EXERCISE PASSAGE:
--- START ---

Lazaro Aleman
ECB Publishing, Inc.
Governor Ron DeSantis has proposed a $1,000 bonus as a token of appreciation for educators who responded positively to his call last fall for the reopening of schools and returned to in-person classes.
The $1,000 bonuses, which amounts to $216 million and that DeSantis wants to come from the federal COVID-19 funds, would go to public school teachers and principals who returned to in-person classes last August.
The governor is reported saying that educators who made the reopening of schools and in-class learning possible last year deserved to be rewarded monetarily.
If lawmakers were to approve the $1,000 bonuses, it would benefit about 3,600 principals and 180,000 K-12 teachers in public schools across the state. And it would come from part of the Education Stabilization Fund in the federal CARES Act passed last year.
The $1,000 bonuses is in addition to the $3,000 bonuses that DeSantis is pushing lawmakers to pass in the current session for teachers who have completed civics training. This proposal is estimated will cost $106 million, with the money also to come from last year’s federal CARES Act.

--- END ---

SUPPLIED INFORMATION:

--- START ---

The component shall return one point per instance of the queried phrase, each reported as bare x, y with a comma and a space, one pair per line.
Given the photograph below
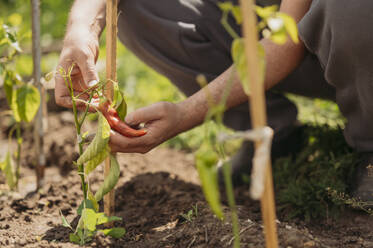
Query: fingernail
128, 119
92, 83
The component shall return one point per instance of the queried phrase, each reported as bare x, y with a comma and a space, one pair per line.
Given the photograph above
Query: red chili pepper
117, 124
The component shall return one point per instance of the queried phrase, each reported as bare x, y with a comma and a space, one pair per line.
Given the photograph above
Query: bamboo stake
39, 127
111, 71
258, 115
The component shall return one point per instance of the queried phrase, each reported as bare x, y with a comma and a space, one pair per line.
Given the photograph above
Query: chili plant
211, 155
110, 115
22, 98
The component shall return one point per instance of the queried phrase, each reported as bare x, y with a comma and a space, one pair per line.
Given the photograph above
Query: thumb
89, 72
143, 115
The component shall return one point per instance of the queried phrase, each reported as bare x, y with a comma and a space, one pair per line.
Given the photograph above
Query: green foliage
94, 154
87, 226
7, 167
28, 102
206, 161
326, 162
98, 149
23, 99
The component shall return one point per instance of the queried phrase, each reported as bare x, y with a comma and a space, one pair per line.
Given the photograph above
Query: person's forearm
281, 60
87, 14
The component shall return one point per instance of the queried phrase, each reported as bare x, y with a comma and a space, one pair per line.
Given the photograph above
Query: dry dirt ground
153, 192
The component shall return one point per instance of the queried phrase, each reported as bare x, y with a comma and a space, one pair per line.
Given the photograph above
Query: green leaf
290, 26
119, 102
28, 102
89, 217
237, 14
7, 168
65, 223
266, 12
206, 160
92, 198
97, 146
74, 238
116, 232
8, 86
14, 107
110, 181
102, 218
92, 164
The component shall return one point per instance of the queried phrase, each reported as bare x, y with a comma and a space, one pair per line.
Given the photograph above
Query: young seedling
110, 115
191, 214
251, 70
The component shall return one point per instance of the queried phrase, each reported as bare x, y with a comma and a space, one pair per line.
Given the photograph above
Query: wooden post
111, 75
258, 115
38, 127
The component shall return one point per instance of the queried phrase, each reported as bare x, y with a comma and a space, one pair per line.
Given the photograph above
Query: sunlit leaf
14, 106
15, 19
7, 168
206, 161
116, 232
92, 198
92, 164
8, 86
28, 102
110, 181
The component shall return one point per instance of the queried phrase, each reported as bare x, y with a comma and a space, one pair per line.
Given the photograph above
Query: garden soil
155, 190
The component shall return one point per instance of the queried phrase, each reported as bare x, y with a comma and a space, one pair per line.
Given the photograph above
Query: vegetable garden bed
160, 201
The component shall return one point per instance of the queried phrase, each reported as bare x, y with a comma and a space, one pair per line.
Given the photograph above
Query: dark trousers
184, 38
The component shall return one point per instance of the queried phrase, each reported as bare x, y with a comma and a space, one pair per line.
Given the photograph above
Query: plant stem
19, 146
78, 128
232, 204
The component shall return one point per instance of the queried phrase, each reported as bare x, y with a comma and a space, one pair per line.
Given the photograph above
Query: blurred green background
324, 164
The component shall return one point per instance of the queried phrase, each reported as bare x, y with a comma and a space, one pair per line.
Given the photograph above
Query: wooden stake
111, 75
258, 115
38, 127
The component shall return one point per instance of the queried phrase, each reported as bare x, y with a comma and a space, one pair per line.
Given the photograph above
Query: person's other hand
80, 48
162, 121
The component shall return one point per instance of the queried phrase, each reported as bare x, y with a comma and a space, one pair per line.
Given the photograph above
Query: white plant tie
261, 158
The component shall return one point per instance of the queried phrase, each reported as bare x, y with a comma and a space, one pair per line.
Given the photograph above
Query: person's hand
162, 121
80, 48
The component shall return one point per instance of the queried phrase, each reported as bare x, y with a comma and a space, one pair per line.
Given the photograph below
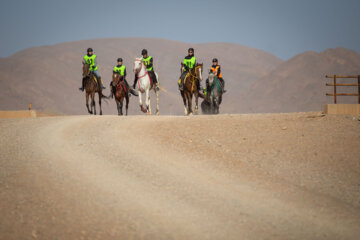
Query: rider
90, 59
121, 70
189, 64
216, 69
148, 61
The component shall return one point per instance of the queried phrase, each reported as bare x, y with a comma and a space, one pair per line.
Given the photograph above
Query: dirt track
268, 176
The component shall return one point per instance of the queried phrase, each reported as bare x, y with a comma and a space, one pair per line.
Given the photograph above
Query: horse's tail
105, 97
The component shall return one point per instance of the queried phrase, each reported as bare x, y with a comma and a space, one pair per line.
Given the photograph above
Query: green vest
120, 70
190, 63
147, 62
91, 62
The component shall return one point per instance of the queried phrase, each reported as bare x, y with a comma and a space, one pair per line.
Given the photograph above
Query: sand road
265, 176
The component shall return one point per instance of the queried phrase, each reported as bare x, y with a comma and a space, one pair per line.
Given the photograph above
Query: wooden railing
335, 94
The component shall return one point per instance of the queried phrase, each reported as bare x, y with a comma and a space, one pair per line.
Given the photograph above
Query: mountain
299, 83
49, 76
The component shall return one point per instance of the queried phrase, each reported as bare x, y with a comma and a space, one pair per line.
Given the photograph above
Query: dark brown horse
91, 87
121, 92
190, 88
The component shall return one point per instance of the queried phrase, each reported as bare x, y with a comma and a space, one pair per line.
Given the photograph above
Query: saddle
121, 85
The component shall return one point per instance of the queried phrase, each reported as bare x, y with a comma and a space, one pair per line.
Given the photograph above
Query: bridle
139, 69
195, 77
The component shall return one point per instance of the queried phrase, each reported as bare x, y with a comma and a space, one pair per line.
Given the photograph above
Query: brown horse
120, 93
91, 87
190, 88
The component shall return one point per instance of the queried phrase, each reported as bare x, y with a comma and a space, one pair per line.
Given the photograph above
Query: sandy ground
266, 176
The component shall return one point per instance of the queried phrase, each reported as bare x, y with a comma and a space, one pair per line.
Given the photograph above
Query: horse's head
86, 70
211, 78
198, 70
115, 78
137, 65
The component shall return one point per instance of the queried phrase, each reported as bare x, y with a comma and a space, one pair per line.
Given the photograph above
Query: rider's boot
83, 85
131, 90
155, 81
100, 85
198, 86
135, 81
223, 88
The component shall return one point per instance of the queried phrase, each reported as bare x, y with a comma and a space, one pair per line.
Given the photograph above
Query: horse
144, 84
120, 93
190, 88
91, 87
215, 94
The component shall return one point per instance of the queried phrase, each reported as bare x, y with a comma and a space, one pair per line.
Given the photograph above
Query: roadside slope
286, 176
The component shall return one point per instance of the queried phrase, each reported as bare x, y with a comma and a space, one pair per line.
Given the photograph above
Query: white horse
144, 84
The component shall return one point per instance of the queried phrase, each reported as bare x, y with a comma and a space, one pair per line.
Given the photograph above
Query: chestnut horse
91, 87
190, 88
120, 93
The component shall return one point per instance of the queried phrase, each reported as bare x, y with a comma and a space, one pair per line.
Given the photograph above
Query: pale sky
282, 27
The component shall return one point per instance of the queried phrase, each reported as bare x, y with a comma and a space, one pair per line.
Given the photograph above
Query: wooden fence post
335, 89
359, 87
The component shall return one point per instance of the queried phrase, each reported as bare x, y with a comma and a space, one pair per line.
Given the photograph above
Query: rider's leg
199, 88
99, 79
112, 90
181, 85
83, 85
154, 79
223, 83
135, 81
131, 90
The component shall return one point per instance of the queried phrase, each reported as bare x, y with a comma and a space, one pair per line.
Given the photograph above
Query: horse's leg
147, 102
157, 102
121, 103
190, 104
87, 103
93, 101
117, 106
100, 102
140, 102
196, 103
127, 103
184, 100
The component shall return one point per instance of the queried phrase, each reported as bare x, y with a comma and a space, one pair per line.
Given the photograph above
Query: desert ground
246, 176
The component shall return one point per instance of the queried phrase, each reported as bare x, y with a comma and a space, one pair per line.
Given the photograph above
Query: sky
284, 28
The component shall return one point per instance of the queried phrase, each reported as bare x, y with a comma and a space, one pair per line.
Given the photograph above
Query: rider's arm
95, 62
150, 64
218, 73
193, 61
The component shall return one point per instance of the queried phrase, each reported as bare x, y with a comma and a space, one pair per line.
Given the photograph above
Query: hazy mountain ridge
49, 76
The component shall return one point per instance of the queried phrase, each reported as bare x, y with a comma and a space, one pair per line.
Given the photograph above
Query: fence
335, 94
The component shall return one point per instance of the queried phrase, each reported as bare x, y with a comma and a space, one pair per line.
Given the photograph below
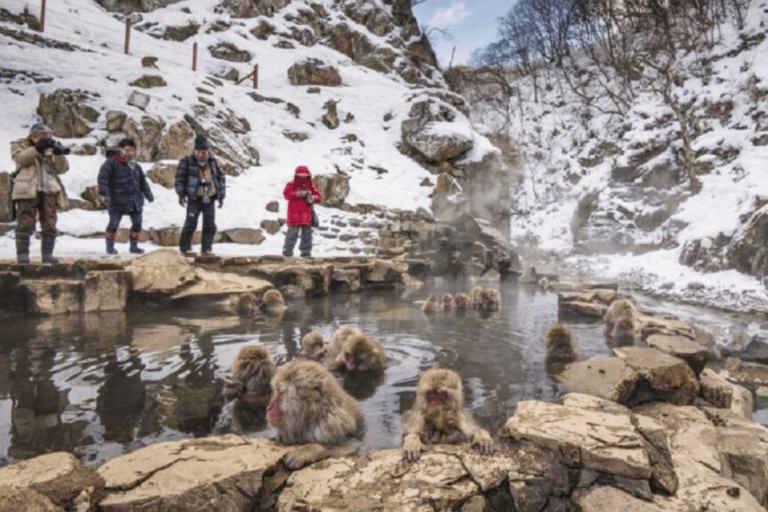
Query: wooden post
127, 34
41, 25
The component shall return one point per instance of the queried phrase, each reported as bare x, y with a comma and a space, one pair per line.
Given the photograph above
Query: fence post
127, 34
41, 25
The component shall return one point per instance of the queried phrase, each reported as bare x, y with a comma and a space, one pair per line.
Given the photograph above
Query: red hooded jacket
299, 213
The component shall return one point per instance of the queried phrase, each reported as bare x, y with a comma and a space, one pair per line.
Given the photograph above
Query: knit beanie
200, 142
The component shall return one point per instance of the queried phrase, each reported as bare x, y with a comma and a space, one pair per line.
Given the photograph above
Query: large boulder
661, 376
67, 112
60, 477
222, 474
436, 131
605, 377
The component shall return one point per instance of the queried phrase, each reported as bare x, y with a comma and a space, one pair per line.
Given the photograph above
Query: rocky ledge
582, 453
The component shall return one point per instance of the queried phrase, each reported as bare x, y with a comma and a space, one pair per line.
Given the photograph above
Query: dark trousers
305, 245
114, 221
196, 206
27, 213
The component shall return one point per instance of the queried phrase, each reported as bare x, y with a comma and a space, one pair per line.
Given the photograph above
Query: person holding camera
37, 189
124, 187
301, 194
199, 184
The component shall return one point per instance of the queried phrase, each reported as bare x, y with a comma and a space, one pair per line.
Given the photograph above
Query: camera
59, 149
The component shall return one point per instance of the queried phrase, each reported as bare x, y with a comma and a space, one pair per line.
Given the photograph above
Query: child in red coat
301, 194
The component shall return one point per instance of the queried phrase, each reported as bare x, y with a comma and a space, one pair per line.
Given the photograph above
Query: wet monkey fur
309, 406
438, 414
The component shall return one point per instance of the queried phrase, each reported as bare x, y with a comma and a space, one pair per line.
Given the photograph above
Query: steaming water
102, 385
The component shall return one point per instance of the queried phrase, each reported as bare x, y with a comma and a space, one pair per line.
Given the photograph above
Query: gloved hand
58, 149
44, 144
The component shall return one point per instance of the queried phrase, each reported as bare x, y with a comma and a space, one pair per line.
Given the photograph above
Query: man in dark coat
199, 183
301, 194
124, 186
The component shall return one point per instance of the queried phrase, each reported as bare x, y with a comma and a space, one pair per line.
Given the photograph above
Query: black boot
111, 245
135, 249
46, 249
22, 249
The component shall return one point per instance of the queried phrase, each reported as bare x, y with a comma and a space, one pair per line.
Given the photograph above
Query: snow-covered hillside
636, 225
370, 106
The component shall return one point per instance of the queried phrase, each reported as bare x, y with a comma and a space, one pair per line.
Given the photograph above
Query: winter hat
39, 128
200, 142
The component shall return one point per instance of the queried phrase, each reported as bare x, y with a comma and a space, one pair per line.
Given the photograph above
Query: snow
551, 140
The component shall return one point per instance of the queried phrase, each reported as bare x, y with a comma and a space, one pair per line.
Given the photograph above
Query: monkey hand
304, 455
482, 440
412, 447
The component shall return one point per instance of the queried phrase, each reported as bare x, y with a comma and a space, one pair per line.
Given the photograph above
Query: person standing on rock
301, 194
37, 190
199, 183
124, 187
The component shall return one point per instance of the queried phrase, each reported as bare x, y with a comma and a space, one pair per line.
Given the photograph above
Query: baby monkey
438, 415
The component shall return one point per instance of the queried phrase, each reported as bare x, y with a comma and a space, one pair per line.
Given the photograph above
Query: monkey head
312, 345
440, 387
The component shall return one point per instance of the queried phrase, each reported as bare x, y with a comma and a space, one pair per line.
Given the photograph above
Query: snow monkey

--- END ---

REQUIRED WORK:
Decide whether each statement agrees with the article on the teacher bonuses, answering yes or no and quoting the exact words from the article that settle it.
1. DeSantis wants the $1,000 bonuses paid from federal COVID-19 funds.
2. The $1,000 bonuses would go to private school teachers.
3. The $3,000 bonuses are meant for teachers who have completed civics training.
The data has no connection to the text.

SOLUTION TO THIS TASK:
1. Yes: "that DeSantis wants to come from the federal COVID-19 funds"
2. No: "would go to public school teachers and principals"
3. Yes: "for teachers who have completed civics training"